[Seite]:
★ ★ ★ ★ ★ ★ ★

München – Um die Abhängigkeit von russischem Gas nicht noch weiter zu erhöhen, fordert Ex-EU-Kommissar Günther Oettinger (CDU), den Ausstieg aus der Atomindustrie in Deutschland hinauszuzögern. „Wenn man die Abhängigkeit von russischen Gasimporten nicht noch weiter erhöhen will, wäre es sinnvoll, die letzten drei noch am Netz befindlichen Atomkraftwerke in Deutschland Ende des Jahres nicht abzuschalten“, sagte er den „Stuttgarter Nachrichten“.
Es sei ein Gebot der Klugheit, die Stilllegungen zurückzustellen, sagte der frühere baden-württembergische Ministerpräsident. Oettinger, der auch EU-Energiekommissar war, erklärte dem Bericht in dem Blatt zufolge weiter: „Die Kraftwerke verfügen über einen hohen Sicherheitsstandard und unterliegen ständigen Sicherheitskontrollen. Ich halte es für vertretbar, sie noch für eine gewisse Zeit am Netz zu lassen.“ Er wolle aber die grundsätzliche Entscheidung nicht infrage stellen, aus der Atomkraft auszusteigen. Ähnlich äußerte sich der Energiepolitikexperte der Unionsfraktion, Mark Helfrich: „Die Versorgungssicherheit Deutschlands darf auf keinen Fall gefährdet werden.“
Die baden-württembergische Umweltministerin Thekla Walker (Grüne) sieht die Aussagen Oettingers sehr skeptisch. „Wir sind uns einig, dass wir die Abhängigkeit von Gas und Kohle aus Russland beenden müssen. Der richtige Weg dafür ist jedoch der massive und schnelle Ausbau der Erneuerbaren Energien sowie deren technologische Weiterentwicklung.“ Sämtliche Anstrengungen und Investitionen für die Energieversorgung der Zukunft müsse man daraufhin ausrichten. „Erneuerbare Energien sind sicher, umweltverträglich und generationengerecht.“ Kernkraft hingegen sei und bleibe gefährlich. „Fukushima zeigt uns bis heute eindrücklich, wie tödlich und zerstörerisch Kernenergie ist. Die Garantie – absolut sicher – kann und wird uns keiner geben.“
Nach bisheriger Gesetzeslage sollen spätestens Ende des Jahres die drei letzten deutschen Atomkraftwerke Isar 2, Emsland und Neckarwestheim 2 abgeschaltet werden. Zudem sind neue Gaskraftwerke geplant.

★ ★ ★ ★ ★ ★ ★

[Erfasste Angaben]:
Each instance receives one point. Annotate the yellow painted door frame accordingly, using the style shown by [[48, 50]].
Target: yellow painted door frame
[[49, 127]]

★ ★ ★ ★ ★ ★ ★

[Kurze Aufgabe 1]:
Fasse im Artikel zum Atomausstieg den Absatz, der mit „Die baden-württembergische Umweltministerin“ beginnt, kürzer zusammen und behalte dabei seine wichtigsten Aussagen.
[Kurze Aufgabe 2]:
Führe den Artikel zum Atomausstieg nach seinem letzten Satz weiter.
Die Zeilen braucht man hier nicht.

[Schriftliche Antwort 1]:
Die baden-württembergische Umweltministerin Thekla Walker (Grüne) sieht Oettingers Vorschlag sehr skeptisch. Auch sie will die Abhängigkeit von Gas und Kohle aus Russland beenden. Der richtige Weg dafür sei aber der massive und schnelle Ausbau der erneuerbaren Energien und ihre technologische Weiterentwicklung. Darauf sollten alle Anstrengungen und Investitionen ausgerichtet werden. Erneuerbare Energien seien sicher, umweltverträglich und generationengerecht, Kernkraft dagegen bleibe gefährlich. Das zeige Fukushima bis heute, und absolute Sicherheit könne niemand garantieren.

[Schriftliche Antwort 2]:
Die Bundesregierung bemüht sich indes um mein Maßnahmenpaket, um die deutsche Souveränität in der Energieversorgung zu stärken. Nach den dramatischen Ereignissen in der Ukraine legte Wirtschafts- und Klimaschutzminister Robert Habeck (Grüne) nun ein Papier mit konkreten Maßnahmen vor, um kurz- und mittelfristig die Krisenvorsorge zu stärken.
Dazu gehört neben dem Aufbau einer strategischen Erdgasreserve auch die Bevorratung von Kohle. Der Anteil der Kohle aus Russland liegt bei rund 50 Prozent, diese wird zur Verstromung in den Steinkohlekraftwerken eingesetzt. Auch bei der Kohle soll es nach den Plänen Habecks eine Diversifizierung der Lieferungen und Verringerung der Importabhängigkeit geben. Gemeinsam mit den Kraftwerksbetreibern soll nun die Beschaffung und Reservebildung bei Kohle vorangetrieben werden.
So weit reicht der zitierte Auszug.